(Extracted information)

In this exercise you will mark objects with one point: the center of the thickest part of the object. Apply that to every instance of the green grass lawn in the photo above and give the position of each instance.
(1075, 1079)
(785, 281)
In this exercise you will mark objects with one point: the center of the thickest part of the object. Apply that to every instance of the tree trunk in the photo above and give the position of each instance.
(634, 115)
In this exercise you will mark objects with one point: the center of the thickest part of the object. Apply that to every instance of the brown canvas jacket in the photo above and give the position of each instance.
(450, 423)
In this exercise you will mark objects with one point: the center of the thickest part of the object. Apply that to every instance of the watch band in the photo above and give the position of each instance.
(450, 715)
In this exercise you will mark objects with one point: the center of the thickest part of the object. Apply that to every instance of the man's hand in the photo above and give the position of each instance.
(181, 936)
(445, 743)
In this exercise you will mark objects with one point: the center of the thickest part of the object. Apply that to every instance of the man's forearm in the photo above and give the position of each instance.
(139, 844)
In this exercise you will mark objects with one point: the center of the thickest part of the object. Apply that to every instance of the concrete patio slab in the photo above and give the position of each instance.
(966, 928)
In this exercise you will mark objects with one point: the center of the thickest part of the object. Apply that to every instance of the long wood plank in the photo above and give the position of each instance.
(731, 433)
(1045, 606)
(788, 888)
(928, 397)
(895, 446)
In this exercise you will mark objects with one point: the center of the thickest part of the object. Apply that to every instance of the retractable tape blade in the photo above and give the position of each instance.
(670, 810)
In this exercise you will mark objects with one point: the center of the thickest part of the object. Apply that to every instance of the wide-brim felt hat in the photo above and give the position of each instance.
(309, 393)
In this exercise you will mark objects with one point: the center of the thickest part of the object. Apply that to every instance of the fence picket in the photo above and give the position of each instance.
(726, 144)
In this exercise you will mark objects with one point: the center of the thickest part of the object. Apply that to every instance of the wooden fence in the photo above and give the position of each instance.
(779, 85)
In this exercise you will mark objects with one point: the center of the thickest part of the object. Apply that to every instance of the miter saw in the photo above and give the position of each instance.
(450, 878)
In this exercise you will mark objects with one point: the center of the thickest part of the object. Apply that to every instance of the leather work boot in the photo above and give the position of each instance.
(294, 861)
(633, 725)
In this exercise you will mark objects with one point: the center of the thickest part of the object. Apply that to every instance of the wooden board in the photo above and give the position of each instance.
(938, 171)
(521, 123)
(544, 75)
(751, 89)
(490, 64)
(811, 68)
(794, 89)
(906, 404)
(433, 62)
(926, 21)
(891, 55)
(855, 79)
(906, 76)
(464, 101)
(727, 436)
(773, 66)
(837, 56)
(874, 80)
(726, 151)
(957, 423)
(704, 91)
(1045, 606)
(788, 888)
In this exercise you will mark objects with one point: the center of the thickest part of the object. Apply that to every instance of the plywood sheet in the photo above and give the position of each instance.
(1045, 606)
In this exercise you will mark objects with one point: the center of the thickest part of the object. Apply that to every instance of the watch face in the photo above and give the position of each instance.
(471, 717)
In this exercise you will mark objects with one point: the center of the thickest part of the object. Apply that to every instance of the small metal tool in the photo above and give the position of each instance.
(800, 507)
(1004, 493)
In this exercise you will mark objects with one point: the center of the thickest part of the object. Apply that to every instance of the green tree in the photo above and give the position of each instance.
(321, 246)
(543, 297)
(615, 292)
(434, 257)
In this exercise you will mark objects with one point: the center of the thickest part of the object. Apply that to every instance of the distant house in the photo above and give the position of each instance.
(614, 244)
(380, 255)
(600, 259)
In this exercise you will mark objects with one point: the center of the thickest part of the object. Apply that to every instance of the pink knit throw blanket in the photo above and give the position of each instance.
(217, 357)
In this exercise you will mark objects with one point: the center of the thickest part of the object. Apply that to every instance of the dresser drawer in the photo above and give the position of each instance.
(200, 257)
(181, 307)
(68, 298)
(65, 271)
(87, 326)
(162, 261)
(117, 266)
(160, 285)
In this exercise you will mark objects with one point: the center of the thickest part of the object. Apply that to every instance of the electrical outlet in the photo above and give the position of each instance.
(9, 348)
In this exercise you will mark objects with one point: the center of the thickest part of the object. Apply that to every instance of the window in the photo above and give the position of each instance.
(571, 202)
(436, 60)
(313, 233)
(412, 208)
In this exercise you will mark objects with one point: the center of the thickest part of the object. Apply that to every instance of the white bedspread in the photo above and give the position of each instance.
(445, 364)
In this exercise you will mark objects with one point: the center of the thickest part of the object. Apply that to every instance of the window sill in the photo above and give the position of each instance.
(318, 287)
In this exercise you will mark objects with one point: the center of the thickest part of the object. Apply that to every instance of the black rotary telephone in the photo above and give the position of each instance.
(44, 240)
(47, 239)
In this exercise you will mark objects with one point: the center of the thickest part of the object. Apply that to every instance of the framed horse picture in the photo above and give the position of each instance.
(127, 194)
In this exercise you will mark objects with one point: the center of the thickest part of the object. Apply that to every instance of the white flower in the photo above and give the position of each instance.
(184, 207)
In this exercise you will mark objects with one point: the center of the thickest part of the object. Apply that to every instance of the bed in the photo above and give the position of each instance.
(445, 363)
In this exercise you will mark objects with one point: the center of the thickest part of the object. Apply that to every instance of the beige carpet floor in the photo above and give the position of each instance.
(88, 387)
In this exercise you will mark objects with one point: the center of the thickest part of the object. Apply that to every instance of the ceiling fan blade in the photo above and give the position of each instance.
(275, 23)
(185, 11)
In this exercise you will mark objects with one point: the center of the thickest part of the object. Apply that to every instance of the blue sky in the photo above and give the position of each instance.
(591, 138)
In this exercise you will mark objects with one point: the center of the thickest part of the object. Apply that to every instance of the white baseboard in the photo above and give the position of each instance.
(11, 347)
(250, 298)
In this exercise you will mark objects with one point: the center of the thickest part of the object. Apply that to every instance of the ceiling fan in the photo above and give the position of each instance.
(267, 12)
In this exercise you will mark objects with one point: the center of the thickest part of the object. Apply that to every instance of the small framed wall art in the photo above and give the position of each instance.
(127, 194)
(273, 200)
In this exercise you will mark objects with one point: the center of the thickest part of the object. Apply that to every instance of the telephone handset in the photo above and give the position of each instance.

(End Extracted information)
(Extracted information)

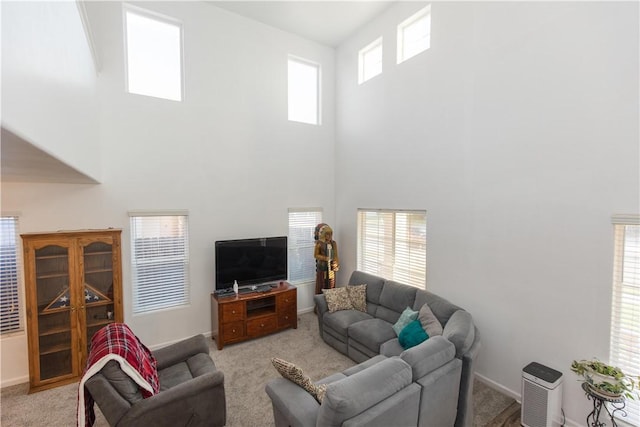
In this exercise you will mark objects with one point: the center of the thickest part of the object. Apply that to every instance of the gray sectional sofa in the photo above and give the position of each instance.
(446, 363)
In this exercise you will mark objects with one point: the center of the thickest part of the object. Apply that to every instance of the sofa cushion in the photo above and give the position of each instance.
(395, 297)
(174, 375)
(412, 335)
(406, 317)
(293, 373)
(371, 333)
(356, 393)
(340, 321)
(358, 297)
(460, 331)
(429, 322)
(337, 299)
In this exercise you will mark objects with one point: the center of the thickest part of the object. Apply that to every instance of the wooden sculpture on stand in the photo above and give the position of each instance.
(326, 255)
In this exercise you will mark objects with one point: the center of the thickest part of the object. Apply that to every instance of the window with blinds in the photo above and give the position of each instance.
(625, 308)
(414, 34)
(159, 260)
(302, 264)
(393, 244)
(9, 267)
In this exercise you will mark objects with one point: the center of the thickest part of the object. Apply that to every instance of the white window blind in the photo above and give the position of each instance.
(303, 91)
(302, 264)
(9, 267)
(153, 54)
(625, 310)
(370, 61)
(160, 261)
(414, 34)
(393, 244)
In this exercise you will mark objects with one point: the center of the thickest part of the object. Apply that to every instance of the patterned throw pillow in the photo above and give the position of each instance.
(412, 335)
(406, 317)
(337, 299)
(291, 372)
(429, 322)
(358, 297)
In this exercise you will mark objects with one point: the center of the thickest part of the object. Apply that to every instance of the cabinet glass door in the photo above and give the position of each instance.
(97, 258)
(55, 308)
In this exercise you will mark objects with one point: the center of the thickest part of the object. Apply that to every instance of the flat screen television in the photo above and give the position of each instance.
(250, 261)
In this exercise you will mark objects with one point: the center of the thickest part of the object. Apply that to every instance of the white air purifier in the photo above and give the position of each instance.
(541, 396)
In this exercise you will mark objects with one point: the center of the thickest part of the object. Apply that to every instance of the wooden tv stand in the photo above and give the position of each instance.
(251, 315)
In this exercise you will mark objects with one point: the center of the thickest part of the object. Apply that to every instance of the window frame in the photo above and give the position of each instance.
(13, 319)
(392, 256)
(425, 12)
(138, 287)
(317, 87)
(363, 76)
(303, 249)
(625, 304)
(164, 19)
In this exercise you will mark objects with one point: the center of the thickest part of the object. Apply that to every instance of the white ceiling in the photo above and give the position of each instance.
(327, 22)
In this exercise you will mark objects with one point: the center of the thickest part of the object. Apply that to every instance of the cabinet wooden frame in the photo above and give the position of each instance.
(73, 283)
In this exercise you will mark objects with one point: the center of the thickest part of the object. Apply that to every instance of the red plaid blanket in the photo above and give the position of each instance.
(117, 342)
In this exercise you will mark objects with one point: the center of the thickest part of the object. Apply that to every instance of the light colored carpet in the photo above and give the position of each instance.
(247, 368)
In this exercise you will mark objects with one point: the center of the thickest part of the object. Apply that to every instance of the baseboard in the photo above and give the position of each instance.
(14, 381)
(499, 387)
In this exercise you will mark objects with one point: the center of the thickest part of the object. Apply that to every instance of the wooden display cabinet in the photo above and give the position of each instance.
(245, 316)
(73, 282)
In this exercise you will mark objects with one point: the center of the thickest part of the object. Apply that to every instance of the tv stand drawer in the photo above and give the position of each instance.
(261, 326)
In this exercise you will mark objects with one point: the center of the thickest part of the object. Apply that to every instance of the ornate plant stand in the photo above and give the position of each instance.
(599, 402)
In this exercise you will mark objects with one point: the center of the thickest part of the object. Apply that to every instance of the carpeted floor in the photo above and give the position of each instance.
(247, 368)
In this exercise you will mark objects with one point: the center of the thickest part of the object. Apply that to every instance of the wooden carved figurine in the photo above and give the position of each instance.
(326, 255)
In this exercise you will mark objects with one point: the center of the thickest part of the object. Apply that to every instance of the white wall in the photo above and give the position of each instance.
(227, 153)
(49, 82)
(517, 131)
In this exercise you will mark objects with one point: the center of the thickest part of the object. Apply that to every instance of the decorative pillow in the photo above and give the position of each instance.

(End Extracted information)

— What is required —
Give back, exactly as written, the stretch from the line with "ceiling fan blade" through the line with "of the telephone", and no other lines from the records above.

— Task result —
In this exercise you will mark objects with one point: the center of the thickest part of the object. Apply that to every instance of the ceiling fan blade in the photo above and give the position of each instance.
(275, 23)
(185, 11)
In this exercise you will mark objects with one point: the center of the thickest part of the object. Apply that to every instance of the blue sky in the photo above and give the position of each instance.
(591, 138)
In this exercise you will mark objects with one point: the center of the thickest part of the object. Apply that to every instance of the white baseboard in the photo above and give the position of each instance.
(11, 347)
(250, 298)
In this exercise you will mark objects with one point: the center of the thickest part of the object. Apply that to every instance of the ceiling fan in the photo above and give the position of each instance.
(267, 12)
In this exercise you will mark objects with one point: the center of the thickest part of the object. Apply that to every instance of the small framed wall art in the photo above and give the position of each instance.
(127, 194)
(273, 200)
In this exercise you will mark objects with one point: the center of the thickest part of the object. Apply that to every instance of the telephone handset in the photo above and give the position of each instance.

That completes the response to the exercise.